Reading text:
# More Deere "Ownership" Perspective



## Vol (Jul 5, 2009)

From DTN...

Regards, Mike

http://www.dtnprogressivefarmer.com/dtnag/common/link.do?symbolicName=/free/equipment/news/template1&product=/ag/news/equipment&vendorReference=0702DDD1&paneContentId=71707&paneParentId=70073&pagination_num=1


----------



## TJH (Mar 23, 2014)

Makes the old 10,20,30 and 40 series look good, huh. Least you know you own all of those.


----------



## luke strawwalker (Jul 31, 2014)

Agree with TJH...

Thing is, I'm of the opinion "once you buy it, it's YOURS". That includes the "software" the mfg put in it.

Now, you don't have the right to COPY the thing (or parts of it) and sell those copies for PROFIT... BUT, OTOH, if any owner of a machine wants to modify it (including its software, either by direct "hacking" or employing the services of someone proficient in such things) and/or using a "programmer" or "chip" or other aftermarket parts/code in the software, then THAT SHOULD BE THEIR RIGHT.

We ALREADY have laws to prevent 'piracy' of software and other "intellectual property" (like movies and music, software, entertainment, etc.) and we have laws regarding safety and laws about liability in case of accidents or "unsafe" modifications that cause damage to others. We don't need the "false facade" of protection against "piracy of their software and possible liability from unsafe modifications" to "protect the manufacturer" when such protections already exist...

I've seen PLENTY of pickups in the area heavily modified with huge off-road tires and lift-kits and other add-on hardware that make them intrinsically unsafe to operate on the highway, due to handling/stability issues if nothing else... OBVIOUSLY the vehicle has been "modified" in a way that the manufacturer never intended, and it's FOOLISH to think that in a lawsuit from an accident caused by such an unauthorized modification to the vehicle that the ORIGINAL MANUFACTURER would be held liable for such modifications made after the sale and delivery of the vehicle. It's the same with farm machinery-- If I remove a shield or bypass the neutral safety switch, and someone I sell the machine to gets run over cranking it up or ground up in the PTO or something, and a lawsuit ensues, the original manufacturer would be held blameless, because ORIGINALLY the equipment was sold and delivered with the shield in place and/or the safety switches installed and functional. Obviously the liability would pass to the ones making the modifications/ and/or the buyers of such modified equipment (providing they were informed of said modifications, and didn't take action to "replace" or "undo" the modification to return it to the originally intended state of operation...)

Record excerpts:
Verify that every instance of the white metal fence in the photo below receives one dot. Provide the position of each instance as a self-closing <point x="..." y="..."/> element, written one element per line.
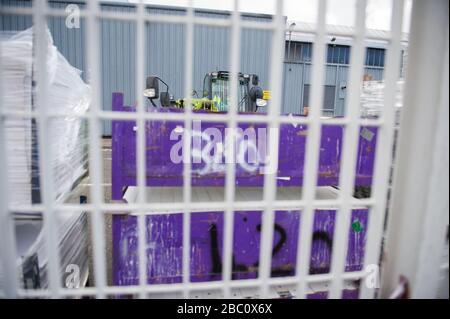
<point x="308" y="203"/>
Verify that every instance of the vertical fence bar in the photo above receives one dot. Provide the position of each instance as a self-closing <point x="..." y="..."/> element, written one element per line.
<point x="349" y="152"/>
<point x="273" y="125"/>
<point x="95" y="147"/>
<point x="187" y="146"/>
<point x="40" y="44"/>
<point x="312" y="152"/>
<point x="419" y="145"/>
<point x="7" y="231"/>
<point x="141" y="150"/>
<point x="385" y="137"/>
<point x="436" y="224"/>
<point x="230" y="140"/>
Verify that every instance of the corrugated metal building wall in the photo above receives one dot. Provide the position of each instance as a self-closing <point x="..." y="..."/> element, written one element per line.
<point x="165" y="50"/>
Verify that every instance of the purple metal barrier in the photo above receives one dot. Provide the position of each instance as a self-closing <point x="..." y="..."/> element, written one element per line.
<point x="164" y="232"/>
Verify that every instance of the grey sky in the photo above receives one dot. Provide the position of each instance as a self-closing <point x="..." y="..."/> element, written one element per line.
<point x="340" y="12"/>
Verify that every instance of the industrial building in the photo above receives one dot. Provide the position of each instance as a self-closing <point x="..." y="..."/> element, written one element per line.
<point x="149" y="151"/>
<point x="165" y="51"/>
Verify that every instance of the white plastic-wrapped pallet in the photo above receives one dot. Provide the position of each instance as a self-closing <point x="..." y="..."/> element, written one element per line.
<point x="372" y="98"/>
<point x="66" y="93"/>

Set tasks:
A. In the Deere ownership thread, which older tractor series does TJH say look good by comparison?
B. Put this sentence from the Deere ownership thread into Spanish: "Least you know you own all of those."
C. Extend the Deere ownership thread past its last sentence, keeping the same voice.
The data has no part in this work.

Per-task outputs:
A. The old 10, 20, 30 and 40 series.

B. Al menos sabes que todos esos son tuyos.

C.
This whole argument is nothing more than a blatant attempt to prevent farmers and individuals for developing "work arounds" to expensive and/or productivity-limiting problems designed into the equipment and/or the software running it by the manufacturer-- solutions being sold and the money being made by SOMEONE ELSE but the original manufacturer, who wants to hold the buyer hostage to whatever price they want for "fixing" the problem, rather than allowing "aftermarket" solutions. I had a friend who worked in a service dealership of a major pickup manufacturer, who told me about the NUMEROUS folks who'd come in and buy a new pickup, and immediately take it to one of these "modification" places and have a lot of big off-road tires and suspension components installed, with little regard for the effects on the vehicle-- IOW, just because it "looked cool" or whatever. Then, when the driveshaft or transmission or engine or suspension of the vehicle FAILED (often spectacularly and VERY EXPENSIVELY), they would return to the dealer expecting repairs to be made UNDER WARRANTY. Of course, they were turned away, because they INVALIDATED THE WARRANTY when they made the unauthorized modifications to the vehicle that caused the problem in the first place. Therefore, the repairs were "at their own expense".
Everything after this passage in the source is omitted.